= Text block =
Historical region in northern Rajasthan

Jangladesh, also known as Jangaldesh or Janglu, was a historical region in what is now northern Rajasthan. It included the present-day districts of Bikaner, Churu, Ganganagar, Hanumangarh, and parts of Sirsa. It was bounded on the south by Marwar and Jaisalmer, and on the east by Ajmer-Merwara.

The term Jangladesh means "rough and dry country", and it is first mentioned in the Mahabharata, although it does not mention an exact location. Later Sanskrit texts, such as Bhava Prakasha and Shabdakalpadruma Kosha, suggested that the land was a hot, arid region, where trees grow with little water.

==History==

The core territory of the Chahamanas of Shakambhari (551-1192 CE) was in this region, and it was known as both Sapadalaksha and Jangala-desha.

Between the 10th and 12th centuries, the political landscape had changed. Much of the northern and western regions were ruled by the Bhati Rajputs. Around Bhatner, there were many settlements of Muslim Bhattis and Johiyas. The remaining regions were controlled by Jats, who were ruled by their own chiefs and largely governed by their own customs.

= Work item A =
Reproduce word for word the passage of the Jangladesh text that opens with the words "The term Jangladesh" and closes with "Sapadalaksha and Jangala-desha.".
= Work item B =
Write the next part of the text on the Jangladesh region, picking up after its final sentence.

= Information provided =

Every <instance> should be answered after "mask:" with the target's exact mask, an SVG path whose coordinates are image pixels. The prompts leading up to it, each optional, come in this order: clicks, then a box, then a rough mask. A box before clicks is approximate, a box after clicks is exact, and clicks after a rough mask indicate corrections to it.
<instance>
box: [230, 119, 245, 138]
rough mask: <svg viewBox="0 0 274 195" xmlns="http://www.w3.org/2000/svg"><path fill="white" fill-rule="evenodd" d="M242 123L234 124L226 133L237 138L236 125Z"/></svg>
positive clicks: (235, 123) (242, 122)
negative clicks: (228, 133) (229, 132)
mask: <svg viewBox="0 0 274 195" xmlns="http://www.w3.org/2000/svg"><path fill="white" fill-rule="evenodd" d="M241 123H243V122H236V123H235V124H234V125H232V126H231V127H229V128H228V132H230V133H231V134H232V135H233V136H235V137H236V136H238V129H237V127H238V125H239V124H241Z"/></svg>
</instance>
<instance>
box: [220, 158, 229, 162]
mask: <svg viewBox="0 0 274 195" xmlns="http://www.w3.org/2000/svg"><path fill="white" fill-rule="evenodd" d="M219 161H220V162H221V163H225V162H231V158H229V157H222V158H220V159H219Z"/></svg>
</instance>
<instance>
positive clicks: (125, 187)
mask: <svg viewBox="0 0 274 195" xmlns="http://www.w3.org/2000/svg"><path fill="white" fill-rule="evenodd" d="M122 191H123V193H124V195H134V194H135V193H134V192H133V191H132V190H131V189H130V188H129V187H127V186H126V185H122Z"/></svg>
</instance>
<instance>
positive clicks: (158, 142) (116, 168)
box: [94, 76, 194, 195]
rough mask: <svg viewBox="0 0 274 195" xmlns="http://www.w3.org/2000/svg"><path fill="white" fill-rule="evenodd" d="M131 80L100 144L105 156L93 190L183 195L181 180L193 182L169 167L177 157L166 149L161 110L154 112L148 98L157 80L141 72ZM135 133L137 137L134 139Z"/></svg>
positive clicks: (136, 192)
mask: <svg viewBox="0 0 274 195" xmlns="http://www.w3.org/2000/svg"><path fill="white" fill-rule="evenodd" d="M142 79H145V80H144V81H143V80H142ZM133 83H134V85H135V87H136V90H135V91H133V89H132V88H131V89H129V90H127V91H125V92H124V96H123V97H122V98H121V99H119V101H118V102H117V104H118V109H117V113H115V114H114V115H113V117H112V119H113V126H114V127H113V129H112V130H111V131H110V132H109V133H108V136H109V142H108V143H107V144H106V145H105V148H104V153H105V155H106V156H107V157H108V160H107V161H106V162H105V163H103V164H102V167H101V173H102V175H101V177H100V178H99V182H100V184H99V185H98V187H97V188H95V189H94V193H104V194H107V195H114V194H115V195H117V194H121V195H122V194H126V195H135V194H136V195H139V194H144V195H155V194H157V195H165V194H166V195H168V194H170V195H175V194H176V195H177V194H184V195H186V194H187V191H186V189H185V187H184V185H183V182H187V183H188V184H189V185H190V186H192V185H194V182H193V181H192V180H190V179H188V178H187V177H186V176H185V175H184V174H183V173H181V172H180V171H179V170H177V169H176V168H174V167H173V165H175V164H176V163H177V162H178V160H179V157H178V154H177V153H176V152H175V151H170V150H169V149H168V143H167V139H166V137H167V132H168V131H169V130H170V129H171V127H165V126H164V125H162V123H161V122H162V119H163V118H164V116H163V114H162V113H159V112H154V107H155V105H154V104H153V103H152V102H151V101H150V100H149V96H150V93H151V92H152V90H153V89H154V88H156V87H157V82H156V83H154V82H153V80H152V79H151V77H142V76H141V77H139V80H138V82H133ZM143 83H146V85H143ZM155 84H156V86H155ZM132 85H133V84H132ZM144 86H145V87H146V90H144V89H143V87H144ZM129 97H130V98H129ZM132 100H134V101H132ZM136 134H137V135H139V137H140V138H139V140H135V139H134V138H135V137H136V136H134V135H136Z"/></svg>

= Written answer A =
The term Jangladesh means "rough and dry country", and it is first mentioned in the Mahabharata, although it does not mention an exact location. Later Sanskrit texts, such as Bhava Prakasha and Shabdakalpadruma Kosha, suggested that the land was a hot, arid region, where trees grow with little water.

==History==

The core territory of the Chahamanas of Shakambhari (551-1192 CE) was in this region, and it was known as both Sapadalaksha and Jangala-desha.

= Written answer B =
In the 15th century, Rao Bika, emboldened by the prophecies of Karni Mata, successfully led a coalition of Rathores, Charans, and Godara Jats, and captured the region. As a result, most Jat chieftains had to accept the suzerainty of the Bikaner State. Bika also saved the Jats from the predations of the Bhatis, acting as their buffer. The region was subsequently renamed to Bikaner, and would later be incorporated into the Rajputana Agency.

==States==
=== Sidhmukh State ===
The Sidhmukh State (1068 - 17th century) was established by the Hindu Jat adventurer Rao Kasupal Kaswan of Mandore. In 1068 AD, Kasupal attacked the Mohil Rajput principality of Chhapar with 5000 soldiers, and then marched on Sidhmukh, establishing his rule after defeating Ranjit Singh Johiya. Thus, he established Kaswan Jat rule over Sidhmukh and its environs. Kasupal then moved towards Satyu and killed 7 Chauhan chiefs, capturing their territories.

==See also==
- Bagar (region)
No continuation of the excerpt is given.